-- Start RECORDED DATA --

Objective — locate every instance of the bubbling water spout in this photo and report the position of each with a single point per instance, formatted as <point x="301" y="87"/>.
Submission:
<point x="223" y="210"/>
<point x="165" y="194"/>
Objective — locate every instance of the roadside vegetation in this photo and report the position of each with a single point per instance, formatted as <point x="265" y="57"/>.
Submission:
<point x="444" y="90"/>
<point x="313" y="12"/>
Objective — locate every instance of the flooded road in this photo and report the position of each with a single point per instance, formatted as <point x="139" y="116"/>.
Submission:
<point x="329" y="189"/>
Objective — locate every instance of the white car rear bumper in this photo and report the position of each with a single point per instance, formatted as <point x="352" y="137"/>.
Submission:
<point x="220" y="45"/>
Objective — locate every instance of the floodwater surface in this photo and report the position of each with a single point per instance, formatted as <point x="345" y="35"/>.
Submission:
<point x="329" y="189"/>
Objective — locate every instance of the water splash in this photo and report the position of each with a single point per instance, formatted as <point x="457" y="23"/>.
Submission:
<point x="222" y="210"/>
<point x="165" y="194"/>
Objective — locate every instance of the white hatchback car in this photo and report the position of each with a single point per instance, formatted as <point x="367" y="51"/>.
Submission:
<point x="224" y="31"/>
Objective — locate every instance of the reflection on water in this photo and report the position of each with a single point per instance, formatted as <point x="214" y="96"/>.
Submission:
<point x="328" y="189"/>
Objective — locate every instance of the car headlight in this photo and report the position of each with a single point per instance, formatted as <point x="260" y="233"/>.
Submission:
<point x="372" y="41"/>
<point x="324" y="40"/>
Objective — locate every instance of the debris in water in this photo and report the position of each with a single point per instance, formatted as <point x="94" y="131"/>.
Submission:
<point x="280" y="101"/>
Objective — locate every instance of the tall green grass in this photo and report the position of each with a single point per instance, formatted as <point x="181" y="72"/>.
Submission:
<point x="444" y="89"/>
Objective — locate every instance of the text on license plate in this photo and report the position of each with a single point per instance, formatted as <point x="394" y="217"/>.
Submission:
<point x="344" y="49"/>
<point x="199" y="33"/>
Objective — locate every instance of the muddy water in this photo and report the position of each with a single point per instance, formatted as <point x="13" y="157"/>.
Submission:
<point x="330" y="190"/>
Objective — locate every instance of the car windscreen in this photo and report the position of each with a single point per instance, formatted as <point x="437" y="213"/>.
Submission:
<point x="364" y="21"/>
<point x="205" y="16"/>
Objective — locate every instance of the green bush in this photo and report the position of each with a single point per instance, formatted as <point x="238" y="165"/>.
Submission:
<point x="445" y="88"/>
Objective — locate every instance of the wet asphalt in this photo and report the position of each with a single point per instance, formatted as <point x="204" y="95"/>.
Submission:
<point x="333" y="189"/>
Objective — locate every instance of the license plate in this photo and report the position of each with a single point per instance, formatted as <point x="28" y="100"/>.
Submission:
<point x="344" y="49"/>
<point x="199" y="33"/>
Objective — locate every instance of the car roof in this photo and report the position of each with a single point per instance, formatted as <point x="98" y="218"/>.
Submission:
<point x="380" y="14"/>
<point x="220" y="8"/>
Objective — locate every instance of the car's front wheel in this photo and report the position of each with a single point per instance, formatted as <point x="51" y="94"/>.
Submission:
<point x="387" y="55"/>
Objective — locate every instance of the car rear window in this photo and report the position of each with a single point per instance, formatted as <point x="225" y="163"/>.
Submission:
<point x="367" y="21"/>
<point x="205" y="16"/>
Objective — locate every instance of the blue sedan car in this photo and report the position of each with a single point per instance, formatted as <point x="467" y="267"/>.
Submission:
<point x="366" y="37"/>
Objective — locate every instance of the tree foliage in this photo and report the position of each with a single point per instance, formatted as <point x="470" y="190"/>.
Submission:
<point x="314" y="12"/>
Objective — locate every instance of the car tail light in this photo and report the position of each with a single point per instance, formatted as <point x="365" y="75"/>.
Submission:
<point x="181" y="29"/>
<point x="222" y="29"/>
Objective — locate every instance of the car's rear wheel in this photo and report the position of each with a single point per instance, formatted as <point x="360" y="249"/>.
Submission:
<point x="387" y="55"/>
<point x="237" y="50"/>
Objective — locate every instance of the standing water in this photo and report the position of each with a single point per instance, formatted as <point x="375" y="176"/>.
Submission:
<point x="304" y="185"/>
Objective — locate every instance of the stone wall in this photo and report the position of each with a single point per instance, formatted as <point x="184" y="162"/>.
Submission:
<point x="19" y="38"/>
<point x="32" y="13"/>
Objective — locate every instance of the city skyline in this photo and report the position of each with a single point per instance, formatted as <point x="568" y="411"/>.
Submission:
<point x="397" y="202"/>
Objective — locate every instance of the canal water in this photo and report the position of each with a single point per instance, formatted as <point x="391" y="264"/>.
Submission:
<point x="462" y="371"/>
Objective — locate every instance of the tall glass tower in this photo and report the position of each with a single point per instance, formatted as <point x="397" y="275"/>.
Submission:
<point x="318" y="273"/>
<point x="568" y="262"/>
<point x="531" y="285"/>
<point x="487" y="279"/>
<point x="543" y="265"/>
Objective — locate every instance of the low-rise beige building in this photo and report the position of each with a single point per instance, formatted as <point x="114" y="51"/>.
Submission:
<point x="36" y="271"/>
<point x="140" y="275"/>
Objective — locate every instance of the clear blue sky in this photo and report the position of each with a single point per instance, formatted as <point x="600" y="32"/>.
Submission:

-- End RECORDED DATA --

Retype the data exactly as given.

Objective — locate every instance of the bubbling water spout in this photo and report the position of each with a single point per instance, formatted as <point x="301" y="87"/>.
Submission:
<point x="223" y="210"/>
<point x="165" y="194"/>
Objective — locate every instance of the roadside vegetation in this photo and report the position of each with a single point per instance, formatted as <point x="265" y="57"/>.
Submission:
<point x="444" y="90"/>
<point x="313" y="12"/>
Objective — locate every instance of the flooded road in this photo and report the position of each with a single point per instance, formatted as <point x="139" y="116"/>.
Submission:
<point x="329" y="189"/>
Objective — locate every instance of the white car rear bumper in this photo and report the position of each with a single point per instance, formatted as <point x="352" y="137"/>.
Submission:
<point x="220" y="45"/>
Objective — locate every instance of the floodwater surface in this photo and report the position of each with a single point per instance, formatted as <point x="345" y="35"/>.
Submission:
<point x="329" y="189"/>
Objective — locate every instance of the water splash in this photo and report the position of each with a single point per instance, formatted as <point x="457" y="23"/>.
Submission:
<point x="222" y="210"/>
<point x="165" y="194"/>
Objective — locate every instance of the white hatchback car in this photo and report the position of each with a single point per instance, formatted as <point x="367" y="51"/>.
Submission:
<point x="224" y="31"/>
Objective — locate every instance of the reflection on water in this photo and report the position of each with a single point per instance, formatted as <point x="214" y="96"/>.
Submission:
<point x="328" y="189"/>
Objective — locate every instance of the car headlight in this photo and report the position of each with a single point per instance, formatted as <point x="260" y="233"/>.
Submission:
<point x="372" y="41"/>
<point x="324" y="40"/>
Objective — locate every instance of the debris in water in this photo and report the position of each with a single point per instance, formatted as <point x="94" y="131"/>.
Submission:
<point x="280" y="101"/>
Objective — locate every instance of the tall green grass in this photo and report the position of each with a single point per instance, formatted as <point x="181" y="72"/>.
Submission:
<point x="444" y="89"/>
Objective — locate every instance of the text on license plate in this photo and report the position of each with a single point per instance, formatted as <point x="394" y="217"/>.
Submission:
<point x="344" y="49"/>
<point x="199" y="33"/>
Objective — locate every instance of the muddy water in this photo and report the position of each with a single point per instance, formatted as <point x="13" y="157"/>.
Submission:
<point x="330" y="190"/>
Objective — locate every instance of the car windscreen in this photo and report the position of each with a single point per instance, formatted as <point x="437" y="213"/>.
Submission:
<point x="364" y="21"/>
<point x="205" y="16"/>
Objective — locate every instance of the green bush in this photo and report the position of each with a single point per instance, formatted as <point x="238" y="165"/>.
Submission:
<point x="445" y="88"/>
Objective — locate every instance of the wet asphalt in this photo and report the position of each with a single point per instance, formatted as <point x="204" y="95"/>.
Submission:
<point x="333" y="189"/>
Objective — locate every instance of the license plate in this photo and report the position of each with a single point per instance, formatted as <point x="28" y="100"/>.
Submission:
<point x="344" y="49"/>
<point x="199" y="33"/>
Objective — locate every instance of the car roof in this photo and report the position of each with a single point per instance, formatted as <point x="98" y="218"/>.
Submission:
<point x="380" y="14"/>
<point x="220" y="8"/>
Objective — locate every instance of the car's front wheel in this photo and report the position of each with a single point per instance, formatted as <point x="51" y="94"/>.
Submission:
<point x="387" y="55"/>
Objective — locate every instance of the car rear window in this photo and report the position of each with a single point per instance, formatted as <point x="225" y="163"/>.
Submission:
<point x="367" y="21"/>
<point x="205" y="16"/>
Objective — locate every instance of the blue sedan car in this photo and report the position of each with a single point per instance, formatted as <point x="467" y="267"/>.
Submission:
<point x="366" y="37"/>
Objective — locate every instance of the tree foliage in this photo and report the position of each with a single point per instance, formatted as <point x="470" y="190"/>.
Submission:
<point x="314" y="12"/>
Objective — locate every instance of the car tail light in this photo and report the position of each with a single point per instance, formatted as <point x="365" y="75"/>.
Submission:
<point x="181" y="29"/>
<point x="222" y="29"/>
Objective — locate every instance of the car's rear wheel in this photo and report the position of each with a single point per instance, formatted as <point x="360" y="249"/>.
Submission:
<point x="387" y="55"/>
<point x="237" y="50"/>
Objective — locate every instance of the standing water in this photo and report the position of each with a single point per instance, formatted as <point x="375" y="176"/>.
Submission:
<point x="304" y="185"/>
Objective — locate every instance of the stone wall in this photo and report the position of each with a single point per instance, formatted as <point x="184" y="162"/>.
Submission:
<point x="19" y="38"/>
<point x="32" y="13"/>
Objective — locate every instance of the city skyline in this photo and report the position of each with a single point per instance, formatted as <point x="568" y="411"/>.
Submission:
<point x="397" y="202"/>
Objective — locate every instance of the canal water in this photo and report the position of each with a single point per instance, formatted as <point x="391" y="264"/>.
Submission:
<point x="462" y="371"/>
Objective — locate every instance of the tall glass tower in this photo and report the position of each with a single point per instance, formatted as <point x="397" y="275"/>.
Submission:
<point x="318" y="273"/>
<point x="568" y="262"/>
<point x="531" y="285"/>
<point x="487" y="279"/>
<point x="543" y="265"/>
Objective — locate every instance of the low-rise beige building in this photo and report the position of each with a single point per instance, formatted as <point x="114" y="51"/>.
Submission:
<point x="36" y="271"/>
<point x="140" y="275"/>
Objective — locate every instance of the clear blue sky in this photo and report the position of each with a single point per instance, formatted as <point x="600" y="32"/>.
Submission:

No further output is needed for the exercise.